■ **Quoted passage**:

⁂

With Australian Ecosystems, TSLC collects seeds for, grows and plants several million indigenous plants a year to restore waterways, wetlands and urban biodiversity. It designs and creates urban farms for homes, schools and communities that assist people in growing food in the middle of our cities. This cuts food bills, reduces food kilometres to food metres, and cycles food and green waste back into food production. “We work hard to source sustainable and circular-economy materials in our projects and to eliminate waste in our operations,” Brendan enthuses.

TSLC’s offices run on 100 per cent renewable energy and the organisation is looking forward to moving beyond fossil fuel use by electrifying its vehicle fleet as soon as it can identify four-wheel-drive vehicles and trucks with adequate range and performance.

Brendan recently announced a collaboration with sister company Biofilta to build compact, water-efficient farms that can be set up in any urban space. TSLC designs urban farms with rainwater harvesting, composting, orchards, seating, social spaces and shade structures and uses Foodcube wicking beds that Biofilta makes in Melbourne. These wicking beds make the urban farms highly water efficient, raised off the ground and user-friendly.

⁂

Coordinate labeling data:
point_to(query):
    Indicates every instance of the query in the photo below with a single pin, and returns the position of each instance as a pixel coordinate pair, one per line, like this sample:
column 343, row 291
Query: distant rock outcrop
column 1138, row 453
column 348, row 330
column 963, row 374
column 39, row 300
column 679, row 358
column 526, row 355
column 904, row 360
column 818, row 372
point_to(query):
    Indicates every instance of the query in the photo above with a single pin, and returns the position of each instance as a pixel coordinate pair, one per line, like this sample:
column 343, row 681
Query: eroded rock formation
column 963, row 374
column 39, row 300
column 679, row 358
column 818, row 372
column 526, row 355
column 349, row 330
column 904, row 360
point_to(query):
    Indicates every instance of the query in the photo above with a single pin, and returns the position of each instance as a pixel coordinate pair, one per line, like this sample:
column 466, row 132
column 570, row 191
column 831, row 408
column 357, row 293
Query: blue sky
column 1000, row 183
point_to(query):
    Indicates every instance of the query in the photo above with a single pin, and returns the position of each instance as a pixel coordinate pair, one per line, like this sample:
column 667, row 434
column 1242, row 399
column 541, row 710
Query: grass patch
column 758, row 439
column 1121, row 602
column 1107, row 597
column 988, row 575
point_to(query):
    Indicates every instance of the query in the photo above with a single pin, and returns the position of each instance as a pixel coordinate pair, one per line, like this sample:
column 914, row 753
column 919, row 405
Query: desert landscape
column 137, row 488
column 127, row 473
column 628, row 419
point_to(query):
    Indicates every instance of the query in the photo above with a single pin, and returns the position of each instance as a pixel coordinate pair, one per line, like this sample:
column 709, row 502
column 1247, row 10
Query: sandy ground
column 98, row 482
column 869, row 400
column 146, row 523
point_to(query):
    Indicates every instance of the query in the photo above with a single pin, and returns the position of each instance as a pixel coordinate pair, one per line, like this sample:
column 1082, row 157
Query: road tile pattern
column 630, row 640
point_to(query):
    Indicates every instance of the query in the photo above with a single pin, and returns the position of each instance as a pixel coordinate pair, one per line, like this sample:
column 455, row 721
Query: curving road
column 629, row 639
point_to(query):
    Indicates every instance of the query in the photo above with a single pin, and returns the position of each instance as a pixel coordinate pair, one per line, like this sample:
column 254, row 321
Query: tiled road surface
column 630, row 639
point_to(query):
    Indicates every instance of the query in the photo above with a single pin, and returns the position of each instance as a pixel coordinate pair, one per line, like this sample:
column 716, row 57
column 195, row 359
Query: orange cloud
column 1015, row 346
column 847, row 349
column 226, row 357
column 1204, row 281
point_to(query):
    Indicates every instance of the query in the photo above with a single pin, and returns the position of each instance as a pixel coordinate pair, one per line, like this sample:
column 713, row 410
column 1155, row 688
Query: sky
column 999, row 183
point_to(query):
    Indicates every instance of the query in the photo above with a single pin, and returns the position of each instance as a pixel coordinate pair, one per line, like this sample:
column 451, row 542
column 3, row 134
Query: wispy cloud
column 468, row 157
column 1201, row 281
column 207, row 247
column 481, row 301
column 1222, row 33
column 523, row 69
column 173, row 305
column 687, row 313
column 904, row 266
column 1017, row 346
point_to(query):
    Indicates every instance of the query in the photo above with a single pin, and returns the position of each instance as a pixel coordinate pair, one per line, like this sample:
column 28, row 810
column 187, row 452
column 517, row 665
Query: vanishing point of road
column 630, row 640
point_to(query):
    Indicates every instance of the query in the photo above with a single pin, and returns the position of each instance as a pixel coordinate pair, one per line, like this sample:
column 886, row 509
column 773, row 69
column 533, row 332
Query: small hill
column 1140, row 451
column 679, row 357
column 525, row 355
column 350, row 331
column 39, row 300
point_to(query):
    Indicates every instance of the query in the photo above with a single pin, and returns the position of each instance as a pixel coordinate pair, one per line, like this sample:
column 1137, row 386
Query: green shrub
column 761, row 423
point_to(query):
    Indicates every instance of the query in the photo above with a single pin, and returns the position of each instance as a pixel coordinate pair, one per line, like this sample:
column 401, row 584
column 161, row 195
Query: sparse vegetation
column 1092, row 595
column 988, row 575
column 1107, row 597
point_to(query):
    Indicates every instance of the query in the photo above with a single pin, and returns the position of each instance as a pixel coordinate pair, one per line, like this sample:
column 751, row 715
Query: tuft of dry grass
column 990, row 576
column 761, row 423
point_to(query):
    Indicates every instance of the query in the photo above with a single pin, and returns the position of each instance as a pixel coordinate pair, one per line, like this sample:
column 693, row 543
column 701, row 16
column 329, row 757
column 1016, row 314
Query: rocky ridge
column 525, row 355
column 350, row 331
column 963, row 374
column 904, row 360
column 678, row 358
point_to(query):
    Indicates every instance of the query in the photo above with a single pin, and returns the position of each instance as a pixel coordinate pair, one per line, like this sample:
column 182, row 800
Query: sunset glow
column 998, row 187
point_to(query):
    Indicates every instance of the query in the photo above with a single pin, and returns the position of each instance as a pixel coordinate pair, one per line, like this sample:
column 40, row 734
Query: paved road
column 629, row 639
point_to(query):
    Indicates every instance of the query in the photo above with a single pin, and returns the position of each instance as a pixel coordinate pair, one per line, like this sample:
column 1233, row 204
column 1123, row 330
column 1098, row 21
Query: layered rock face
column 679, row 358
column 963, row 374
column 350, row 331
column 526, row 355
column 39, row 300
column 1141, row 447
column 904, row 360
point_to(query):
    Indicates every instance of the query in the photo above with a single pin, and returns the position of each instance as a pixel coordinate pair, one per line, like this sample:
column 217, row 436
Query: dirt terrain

⁂

■ **Instructions to follow**: Write out the passage about TSLC's urban farms and restoration work in full, word for word.

■ **Problem solution**:
With Australian Ecosystems, TSLC collects seeds for, grows and plants several million indigenous plants a year to restore waterways, wetlands and urban biodiversity. It designs and creates urban farms for homes, schools and communities that assist people in growing food in the middle of our cities. This cuts food bills, reduces food kilometres to food metres, and cycles food and green waste back into food production. “We work hard to source sustainable and circular-economy materials in our projects and to eliminate waste in our operations,” Brendan enthuses.

TSLC’s offices run on 100 per cent renewable energy and the organisation is looking forward to moving beyond fossil fuel use by electrifying its vehicle fleet as soon as it can identify four-wheel-drive vehicles and trucks with adequate range and performance.

Brendan recently announced a collaboration with sister company Biofilta to build compact, water-efficient farms that can be set up in any urban space. TSLC designs urban farms with rainwater harvesting, composting, orchards, seating, social spaces and shade structures and uses Foodcube wicking beds that Biofilta makes in Melbourne. These wicking beds make the urban farms highly water efficient, raised off the ground and user-friendly.